→ **Given task 1**
In the Collected data entries rows, give again every line between the one holding "Please indicate the sloped" and the end of the rows, inclusive, and add 126 to each x and y coordinate in the answers.
** Start of Source text **
# aftershock vs tmaxx 3.3 vs mega baja



## mac3194 (Jan 13, 2008)

cant decide between these 3 mt can some one help me decide by giving their opion on these trucks please:thumbsup:


----------



## OvalmanPA (Mar 21, 2000)

Aftershock and Mega Baja are basically the same chassis. The T-Maxx although a good truck in it's time (and I'm sure there are those that would argue STILL good) is kind of old tech now and from personnal experience a tremendous pain to work on.  I have an Aftershock and have been VERY pleased with it so far. If I recall you might want to consider the Baja just for the simple fact it comes with the spin start system whereas the Aftershock comes only with the starter plate (not the hand held unit, must buy separate). There are those that have complained about the "inferior" two speed setup on the Aftershock but _*knock knock knock*_ on wood I haven't had those problems. I DID take mine apart first thing before ever running it and clean the one way bearing in the two speed. This might be a reason I haven't had any problems?


----------



## mac3194 (Jan 13, 2008)

so your saying the aftershock is a better buy?


----------



## superdave2 (Dec 30, 2006)
** End of Source text **
** Start of Task inputs **
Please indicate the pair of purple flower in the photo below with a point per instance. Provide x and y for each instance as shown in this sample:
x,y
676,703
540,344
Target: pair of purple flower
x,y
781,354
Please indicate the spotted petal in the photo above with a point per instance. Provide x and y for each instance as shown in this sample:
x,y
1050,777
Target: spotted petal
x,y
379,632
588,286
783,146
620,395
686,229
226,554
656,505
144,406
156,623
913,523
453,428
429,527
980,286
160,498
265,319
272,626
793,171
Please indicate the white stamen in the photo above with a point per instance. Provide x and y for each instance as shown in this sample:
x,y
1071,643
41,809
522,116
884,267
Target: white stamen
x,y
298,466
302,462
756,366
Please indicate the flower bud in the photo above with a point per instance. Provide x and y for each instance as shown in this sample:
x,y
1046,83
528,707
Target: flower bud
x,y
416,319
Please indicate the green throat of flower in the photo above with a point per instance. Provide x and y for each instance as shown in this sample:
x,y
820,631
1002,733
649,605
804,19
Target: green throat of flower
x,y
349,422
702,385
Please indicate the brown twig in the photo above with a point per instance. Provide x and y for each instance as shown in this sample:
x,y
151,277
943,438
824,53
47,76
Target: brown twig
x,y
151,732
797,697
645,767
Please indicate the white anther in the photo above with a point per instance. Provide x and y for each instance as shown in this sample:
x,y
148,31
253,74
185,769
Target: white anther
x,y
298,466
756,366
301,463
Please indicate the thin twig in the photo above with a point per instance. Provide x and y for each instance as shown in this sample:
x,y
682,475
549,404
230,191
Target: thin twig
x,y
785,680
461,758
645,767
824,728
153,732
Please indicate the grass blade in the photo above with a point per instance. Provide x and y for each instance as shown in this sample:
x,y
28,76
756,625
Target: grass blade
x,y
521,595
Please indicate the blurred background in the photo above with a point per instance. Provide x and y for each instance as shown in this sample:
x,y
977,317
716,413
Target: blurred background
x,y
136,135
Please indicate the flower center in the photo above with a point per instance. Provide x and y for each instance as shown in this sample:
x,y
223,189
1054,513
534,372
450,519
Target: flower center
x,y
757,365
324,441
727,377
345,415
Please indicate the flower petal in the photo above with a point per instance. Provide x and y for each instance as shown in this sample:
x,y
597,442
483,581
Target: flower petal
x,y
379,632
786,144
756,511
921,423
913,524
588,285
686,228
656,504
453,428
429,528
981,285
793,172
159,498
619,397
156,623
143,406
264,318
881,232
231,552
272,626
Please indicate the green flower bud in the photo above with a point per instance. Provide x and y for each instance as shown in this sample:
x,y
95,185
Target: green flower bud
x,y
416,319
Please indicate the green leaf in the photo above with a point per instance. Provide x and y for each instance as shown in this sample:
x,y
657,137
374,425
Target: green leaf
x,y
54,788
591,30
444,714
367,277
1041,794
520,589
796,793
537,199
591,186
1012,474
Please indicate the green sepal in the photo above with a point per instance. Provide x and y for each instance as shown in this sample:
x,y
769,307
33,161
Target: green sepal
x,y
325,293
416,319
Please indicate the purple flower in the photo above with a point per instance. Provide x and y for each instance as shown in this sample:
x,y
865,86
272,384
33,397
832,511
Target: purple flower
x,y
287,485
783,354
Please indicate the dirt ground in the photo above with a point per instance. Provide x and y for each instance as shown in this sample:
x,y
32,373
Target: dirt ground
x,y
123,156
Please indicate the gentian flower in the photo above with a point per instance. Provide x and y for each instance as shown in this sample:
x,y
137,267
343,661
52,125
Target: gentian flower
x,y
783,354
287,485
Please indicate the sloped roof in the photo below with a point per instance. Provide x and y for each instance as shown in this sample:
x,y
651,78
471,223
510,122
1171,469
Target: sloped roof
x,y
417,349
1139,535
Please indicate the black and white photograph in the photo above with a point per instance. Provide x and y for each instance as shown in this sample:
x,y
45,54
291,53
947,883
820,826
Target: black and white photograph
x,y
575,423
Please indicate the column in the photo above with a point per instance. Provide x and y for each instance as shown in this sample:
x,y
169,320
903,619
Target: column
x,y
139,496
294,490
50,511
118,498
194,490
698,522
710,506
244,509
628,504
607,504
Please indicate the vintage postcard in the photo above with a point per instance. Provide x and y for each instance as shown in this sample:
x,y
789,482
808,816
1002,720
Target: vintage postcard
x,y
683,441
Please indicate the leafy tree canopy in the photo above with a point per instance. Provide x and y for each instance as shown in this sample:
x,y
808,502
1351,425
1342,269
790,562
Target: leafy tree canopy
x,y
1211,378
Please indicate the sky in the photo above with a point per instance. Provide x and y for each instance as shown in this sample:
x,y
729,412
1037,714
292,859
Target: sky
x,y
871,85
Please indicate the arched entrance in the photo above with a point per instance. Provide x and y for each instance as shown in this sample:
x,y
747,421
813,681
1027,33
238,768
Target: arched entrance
** End of Task inputs **
→ **Given task 2**
Answer these questions about the forum thread on RC trucks:
(a) Which three trucks is mac3194 trying to choose between?
(b) Which two of the trucks does OvalmanPA say share basically the same chassis?
(c) What did OvalmanPA clean before first running the Aftershock?

→ **Full solution 1**
Please indicate the sloped roof in the photo below with a point per instance. Provide x and y for each instance as shown in this sample:
x,y
651,78
471,223
510,122
1171,469
Target: sloped roof
x,y
543,475
1265,661
Please indicate the black and white photograph in the photo above with a point per instance. Provide x and y for each instance as shown in this sample:
x,y
45,54
291,53
947,883
820,826
Target: black and white photograph
x,y
701,549
Please indicate the column in the photo above with a point per instance. Provide x and y for each instance as shown in this sample:
x,y
169,320
903,619
Target: column
x,y
265,622
420,616
176,637
244,624
320,616
824,648
836,632
370,635
754,630
733,630
Please indicate the vintage postcard in the photo above with a point per instance. Provide x and y for each instance as shown in this sample:
x,y
789,482
808,816
1002,720
Target: vintage postcard
x,y
809,567
Please indicate the leafy tree canopy in the photo above with a point per instance. Provide x and y for each instance as shown in this sample:
x,y
808,502
1351,425
1342,269
790,562
Target: leafy tree canopy
x,y
1337,504
Please indicate the sky in the photo above with a point per instance. Provide x and y for each instance as shown in this sample:
x,y
729,412
1037,714
292,859
Target: sky
x,y
997,211
Please indicate the arched entrance in the photo above with a point per instance. Provide x and y for each instance as shown in this sample:
x,y
747,421
813,681
1027,33
238,768
Target: arched entrance

→ **Full solution 2**
(a) The Aftershock, the T-Maxx 3.3, and the Mega Baja.
(b) The Aftershock and the Mega Baja.
(c) The one way bearing in the two speed.